Work item - In the listing below, find the line with "Identify elderly woman in the frame above." and the line with "Identify large vine leaf in the frame above.". Repeat those two lines and all lines between them exactly.

Segment Start: Data extracts

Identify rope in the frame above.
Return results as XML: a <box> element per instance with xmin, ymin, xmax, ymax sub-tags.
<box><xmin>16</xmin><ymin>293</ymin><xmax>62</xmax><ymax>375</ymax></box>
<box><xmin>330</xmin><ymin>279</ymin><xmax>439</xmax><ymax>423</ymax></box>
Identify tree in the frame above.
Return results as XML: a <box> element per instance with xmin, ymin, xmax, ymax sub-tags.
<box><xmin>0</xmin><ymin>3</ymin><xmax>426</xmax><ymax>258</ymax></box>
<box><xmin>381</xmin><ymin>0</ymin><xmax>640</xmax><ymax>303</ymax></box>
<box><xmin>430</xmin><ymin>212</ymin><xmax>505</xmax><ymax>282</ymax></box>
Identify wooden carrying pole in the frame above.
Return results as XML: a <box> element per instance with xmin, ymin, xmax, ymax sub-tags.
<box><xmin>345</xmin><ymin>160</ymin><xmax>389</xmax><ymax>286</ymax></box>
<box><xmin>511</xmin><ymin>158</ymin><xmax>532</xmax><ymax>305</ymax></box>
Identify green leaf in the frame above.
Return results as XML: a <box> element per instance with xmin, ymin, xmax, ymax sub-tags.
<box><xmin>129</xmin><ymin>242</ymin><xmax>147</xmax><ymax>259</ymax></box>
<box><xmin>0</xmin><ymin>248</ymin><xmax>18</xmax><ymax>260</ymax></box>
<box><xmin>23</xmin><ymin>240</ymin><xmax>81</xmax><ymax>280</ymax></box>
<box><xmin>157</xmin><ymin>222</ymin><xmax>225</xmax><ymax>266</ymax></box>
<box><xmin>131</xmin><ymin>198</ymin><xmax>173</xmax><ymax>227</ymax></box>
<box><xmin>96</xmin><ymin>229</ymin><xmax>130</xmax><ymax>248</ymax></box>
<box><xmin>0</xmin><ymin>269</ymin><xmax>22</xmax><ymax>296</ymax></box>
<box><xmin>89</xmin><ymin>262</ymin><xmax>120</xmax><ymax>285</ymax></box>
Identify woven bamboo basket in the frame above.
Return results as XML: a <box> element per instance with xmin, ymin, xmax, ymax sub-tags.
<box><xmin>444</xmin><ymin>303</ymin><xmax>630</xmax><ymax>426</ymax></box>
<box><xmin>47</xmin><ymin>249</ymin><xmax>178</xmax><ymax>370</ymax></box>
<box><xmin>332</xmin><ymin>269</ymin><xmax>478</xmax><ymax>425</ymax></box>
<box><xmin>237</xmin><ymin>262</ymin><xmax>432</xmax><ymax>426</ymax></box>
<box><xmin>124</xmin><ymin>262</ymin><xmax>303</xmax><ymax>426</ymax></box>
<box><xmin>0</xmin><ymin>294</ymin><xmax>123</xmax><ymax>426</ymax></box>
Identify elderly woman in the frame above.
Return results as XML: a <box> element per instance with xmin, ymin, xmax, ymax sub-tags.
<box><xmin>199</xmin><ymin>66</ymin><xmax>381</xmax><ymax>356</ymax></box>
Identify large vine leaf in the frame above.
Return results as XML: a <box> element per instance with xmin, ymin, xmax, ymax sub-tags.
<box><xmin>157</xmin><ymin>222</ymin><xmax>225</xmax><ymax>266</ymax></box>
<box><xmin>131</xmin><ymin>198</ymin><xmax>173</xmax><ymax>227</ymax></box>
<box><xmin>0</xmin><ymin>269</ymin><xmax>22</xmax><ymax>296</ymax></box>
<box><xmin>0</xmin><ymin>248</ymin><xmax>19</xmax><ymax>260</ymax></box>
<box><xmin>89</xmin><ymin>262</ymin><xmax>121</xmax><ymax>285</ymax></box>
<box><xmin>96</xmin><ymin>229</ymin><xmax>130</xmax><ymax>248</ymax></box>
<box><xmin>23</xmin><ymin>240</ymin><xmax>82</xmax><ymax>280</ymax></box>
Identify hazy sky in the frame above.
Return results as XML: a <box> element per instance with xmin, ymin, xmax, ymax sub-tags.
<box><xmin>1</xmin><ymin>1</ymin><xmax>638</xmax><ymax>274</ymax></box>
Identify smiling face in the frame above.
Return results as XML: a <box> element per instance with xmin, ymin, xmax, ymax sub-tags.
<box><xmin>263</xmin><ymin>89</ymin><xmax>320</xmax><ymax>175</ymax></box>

Segment End: Data extracts

Problem solution -
Identify elderly woman in the frame above.
Return results as XML: a <box> element per instance with xmin, ymin, xmax, ymax sub-tags.
<box><xmin>199</xmin><ymin>66</ymin><xmax>381</xmax><ymax>356</ymax></box>
Identify large vine leaf in the frame above.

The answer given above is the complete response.